Your instructions
Collect each line of the records below that contains the word "ornament" and copy it out in full.

Dataset records
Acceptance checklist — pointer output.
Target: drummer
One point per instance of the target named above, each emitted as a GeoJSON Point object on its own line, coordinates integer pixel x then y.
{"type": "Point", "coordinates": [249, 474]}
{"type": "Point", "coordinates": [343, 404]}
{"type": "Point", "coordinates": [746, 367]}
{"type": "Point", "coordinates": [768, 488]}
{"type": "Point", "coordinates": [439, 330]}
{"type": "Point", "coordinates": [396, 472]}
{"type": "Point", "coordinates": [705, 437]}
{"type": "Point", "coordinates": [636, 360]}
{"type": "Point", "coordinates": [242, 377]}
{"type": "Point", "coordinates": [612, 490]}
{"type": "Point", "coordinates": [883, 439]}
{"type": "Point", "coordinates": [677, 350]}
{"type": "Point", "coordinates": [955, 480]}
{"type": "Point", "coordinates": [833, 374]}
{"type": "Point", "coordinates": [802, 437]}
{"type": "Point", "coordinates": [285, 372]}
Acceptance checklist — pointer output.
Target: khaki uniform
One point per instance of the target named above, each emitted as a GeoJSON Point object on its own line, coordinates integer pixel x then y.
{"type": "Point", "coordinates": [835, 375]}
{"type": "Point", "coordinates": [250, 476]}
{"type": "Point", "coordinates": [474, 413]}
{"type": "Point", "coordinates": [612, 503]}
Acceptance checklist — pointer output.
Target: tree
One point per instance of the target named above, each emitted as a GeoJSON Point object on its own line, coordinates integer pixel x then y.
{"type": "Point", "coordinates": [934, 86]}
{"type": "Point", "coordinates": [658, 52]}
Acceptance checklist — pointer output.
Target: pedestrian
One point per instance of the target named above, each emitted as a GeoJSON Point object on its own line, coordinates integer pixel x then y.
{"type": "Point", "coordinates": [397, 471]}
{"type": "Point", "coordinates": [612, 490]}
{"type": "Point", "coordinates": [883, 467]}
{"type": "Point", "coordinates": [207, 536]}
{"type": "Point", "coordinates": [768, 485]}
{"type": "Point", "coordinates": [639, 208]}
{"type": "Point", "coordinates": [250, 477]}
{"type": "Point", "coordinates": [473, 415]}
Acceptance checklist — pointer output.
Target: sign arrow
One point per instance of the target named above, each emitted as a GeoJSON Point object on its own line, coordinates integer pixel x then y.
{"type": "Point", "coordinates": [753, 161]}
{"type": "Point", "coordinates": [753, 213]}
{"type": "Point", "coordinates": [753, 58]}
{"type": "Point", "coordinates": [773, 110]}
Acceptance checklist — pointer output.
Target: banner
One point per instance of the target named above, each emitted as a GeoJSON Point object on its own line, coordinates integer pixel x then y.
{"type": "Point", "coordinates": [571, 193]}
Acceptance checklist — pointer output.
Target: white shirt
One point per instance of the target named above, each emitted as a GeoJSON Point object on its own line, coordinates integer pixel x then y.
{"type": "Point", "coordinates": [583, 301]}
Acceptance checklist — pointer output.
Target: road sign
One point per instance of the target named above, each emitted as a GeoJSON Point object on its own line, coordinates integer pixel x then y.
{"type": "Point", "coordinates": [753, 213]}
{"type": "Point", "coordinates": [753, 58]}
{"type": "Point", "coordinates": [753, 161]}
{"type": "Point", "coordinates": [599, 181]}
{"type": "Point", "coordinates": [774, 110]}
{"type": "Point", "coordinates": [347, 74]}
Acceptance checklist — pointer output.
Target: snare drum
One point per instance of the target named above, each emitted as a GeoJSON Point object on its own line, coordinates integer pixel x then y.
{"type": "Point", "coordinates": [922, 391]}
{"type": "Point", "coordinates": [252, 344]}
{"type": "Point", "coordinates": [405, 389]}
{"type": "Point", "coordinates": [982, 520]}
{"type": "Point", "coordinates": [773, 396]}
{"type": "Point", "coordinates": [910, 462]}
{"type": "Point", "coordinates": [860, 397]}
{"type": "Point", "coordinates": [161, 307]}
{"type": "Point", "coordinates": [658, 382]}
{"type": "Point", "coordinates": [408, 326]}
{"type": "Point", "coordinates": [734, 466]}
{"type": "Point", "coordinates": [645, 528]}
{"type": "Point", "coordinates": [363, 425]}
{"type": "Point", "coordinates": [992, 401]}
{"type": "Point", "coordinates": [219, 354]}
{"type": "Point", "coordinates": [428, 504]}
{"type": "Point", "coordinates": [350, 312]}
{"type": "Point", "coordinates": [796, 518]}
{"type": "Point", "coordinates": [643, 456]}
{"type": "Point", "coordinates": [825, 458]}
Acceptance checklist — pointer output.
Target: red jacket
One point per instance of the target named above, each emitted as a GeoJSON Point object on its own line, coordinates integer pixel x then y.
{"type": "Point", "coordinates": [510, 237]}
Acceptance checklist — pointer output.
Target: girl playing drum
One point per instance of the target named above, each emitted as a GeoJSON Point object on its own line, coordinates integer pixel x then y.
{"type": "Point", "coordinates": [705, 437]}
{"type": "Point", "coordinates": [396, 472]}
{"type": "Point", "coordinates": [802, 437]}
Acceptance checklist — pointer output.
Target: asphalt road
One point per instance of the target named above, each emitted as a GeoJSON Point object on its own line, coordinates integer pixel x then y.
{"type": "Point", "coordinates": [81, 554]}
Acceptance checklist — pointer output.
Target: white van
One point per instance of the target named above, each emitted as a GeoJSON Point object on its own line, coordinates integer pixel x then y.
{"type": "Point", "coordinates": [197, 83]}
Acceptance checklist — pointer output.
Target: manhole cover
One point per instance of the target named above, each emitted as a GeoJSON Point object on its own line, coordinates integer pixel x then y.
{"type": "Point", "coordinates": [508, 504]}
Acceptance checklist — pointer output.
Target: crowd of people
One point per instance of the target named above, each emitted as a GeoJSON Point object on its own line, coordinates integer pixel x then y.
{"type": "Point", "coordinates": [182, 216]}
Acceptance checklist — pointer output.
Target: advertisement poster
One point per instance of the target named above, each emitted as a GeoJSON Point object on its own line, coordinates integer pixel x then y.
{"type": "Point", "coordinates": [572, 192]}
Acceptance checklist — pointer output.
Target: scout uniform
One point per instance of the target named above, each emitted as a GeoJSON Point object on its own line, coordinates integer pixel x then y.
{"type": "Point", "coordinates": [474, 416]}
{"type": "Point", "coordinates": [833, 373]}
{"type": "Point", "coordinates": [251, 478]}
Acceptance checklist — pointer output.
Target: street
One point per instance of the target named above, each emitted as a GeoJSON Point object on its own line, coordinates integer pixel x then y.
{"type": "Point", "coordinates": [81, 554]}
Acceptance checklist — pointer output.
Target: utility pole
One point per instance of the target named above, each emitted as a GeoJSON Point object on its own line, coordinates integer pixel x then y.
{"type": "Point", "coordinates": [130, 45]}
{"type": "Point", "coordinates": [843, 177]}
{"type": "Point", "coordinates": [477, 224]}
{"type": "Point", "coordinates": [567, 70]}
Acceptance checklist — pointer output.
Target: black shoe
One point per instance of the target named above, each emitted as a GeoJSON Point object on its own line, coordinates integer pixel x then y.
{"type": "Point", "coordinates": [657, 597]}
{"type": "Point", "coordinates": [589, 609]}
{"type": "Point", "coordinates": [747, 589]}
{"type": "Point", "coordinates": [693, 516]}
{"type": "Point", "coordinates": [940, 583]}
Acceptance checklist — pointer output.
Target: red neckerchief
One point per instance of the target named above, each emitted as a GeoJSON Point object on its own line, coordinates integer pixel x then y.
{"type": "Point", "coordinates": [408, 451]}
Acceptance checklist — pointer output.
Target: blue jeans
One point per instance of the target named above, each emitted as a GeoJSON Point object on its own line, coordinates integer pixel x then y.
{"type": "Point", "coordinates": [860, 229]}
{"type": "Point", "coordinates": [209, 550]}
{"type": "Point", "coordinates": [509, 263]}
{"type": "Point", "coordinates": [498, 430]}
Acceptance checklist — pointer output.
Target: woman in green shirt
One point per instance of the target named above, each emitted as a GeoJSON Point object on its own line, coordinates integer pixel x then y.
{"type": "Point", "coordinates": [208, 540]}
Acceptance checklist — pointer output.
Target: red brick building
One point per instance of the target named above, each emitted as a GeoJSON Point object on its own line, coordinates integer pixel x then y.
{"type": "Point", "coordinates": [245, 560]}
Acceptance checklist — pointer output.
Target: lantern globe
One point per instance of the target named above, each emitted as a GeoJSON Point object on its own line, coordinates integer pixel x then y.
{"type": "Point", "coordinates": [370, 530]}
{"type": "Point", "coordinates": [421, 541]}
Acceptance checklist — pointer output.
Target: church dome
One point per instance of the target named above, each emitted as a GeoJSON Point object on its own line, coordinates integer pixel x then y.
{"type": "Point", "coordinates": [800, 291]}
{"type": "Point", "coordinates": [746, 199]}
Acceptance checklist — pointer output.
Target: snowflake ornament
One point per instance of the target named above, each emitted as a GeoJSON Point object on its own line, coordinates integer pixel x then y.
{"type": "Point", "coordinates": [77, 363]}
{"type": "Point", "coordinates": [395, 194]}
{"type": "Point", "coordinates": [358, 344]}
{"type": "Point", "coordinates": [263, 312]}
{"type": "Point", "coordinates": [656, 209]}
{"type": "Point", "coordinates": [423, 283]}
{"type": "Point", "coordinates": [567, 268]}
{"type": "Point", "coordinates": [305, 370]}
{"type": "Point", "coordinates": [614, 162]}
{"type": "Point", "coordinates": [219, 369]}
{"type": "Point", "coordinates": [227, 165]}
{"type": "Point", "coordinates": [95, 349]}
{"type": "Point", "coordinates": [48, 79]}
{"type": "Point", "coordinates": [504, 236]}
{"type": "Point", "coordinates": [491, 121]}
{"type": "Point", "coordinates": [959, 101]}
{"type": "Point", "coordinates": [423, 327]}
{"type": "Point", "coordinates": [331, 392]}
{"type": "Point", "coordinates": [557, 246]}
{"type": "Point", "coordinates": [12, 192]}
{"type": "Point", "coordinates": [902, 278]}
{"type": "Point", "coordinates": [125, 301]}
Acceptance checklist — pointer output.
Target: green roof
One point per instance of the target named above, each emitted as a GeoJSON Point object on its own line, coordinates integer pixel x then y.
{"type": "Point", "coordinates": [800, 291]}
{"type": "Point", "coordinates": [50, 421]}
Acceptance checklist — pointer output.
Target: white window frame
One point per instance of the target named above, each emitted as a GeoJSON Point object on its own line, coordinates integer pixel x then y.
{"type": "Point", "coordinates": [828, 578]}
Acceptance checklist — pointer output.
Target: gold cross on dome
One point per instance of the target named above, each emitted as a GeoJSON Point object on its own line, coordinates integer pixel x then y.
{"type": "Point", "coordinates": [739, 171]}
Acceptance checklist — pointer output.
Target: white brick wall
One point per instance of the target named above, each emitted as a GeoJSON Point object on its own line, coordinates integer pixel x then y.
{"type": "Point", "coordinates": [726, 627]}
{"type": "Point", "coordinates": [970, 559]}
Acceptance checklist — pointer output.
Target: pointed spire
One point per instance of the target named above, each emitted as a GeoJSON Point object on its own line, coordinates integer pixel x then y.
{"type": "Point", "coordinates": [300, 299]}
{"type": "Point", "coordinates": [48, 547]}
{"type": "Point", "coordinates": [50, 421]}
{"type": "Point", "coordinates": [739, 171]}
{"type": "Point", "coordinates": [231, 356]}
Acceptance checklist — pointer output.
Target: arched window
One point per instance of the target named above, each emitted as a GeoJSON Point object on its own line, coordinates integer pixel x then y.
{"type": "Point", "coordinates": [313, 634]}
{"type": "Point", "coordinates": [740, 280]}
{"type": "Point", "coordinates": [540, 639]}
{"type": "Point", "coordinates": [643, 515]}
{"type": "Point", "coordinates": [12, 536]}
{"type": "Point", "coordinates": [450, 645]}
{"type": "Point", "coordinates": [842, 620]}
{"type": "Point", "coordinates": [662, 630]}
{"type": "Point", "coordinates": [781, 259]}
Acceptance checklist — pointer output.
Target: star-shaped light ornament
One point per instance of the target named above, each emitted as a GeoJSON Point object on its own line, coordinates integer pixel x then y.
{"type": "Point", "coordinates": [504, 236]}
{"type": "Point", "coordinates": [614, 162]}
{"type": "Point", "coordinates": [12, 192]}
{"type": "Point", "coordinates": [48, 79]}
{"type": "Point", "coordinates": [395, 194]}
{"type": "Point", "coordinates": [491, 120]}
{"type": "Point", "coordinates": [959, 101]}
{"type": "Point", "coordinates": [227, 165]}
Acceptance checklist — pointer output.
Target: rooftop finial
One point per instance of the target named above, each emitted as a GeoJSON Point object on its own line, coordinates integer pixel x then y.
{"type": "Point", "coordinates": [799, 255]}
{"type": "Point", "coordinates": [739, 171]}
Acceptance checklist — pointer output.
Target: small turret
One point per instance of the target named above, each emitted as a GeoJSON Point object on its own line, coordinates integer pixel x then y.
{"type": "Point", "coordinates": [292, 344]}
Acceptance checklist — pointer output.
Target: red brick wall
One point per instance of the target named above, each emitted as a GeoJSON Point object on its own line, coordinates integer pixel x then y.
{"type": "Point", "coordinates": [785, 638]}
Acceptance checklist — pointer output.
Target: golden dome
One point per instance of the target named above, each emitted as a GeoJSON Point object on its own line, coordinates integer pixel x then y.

In response
Target: snowflake ornament
Target: star-shaped light ornament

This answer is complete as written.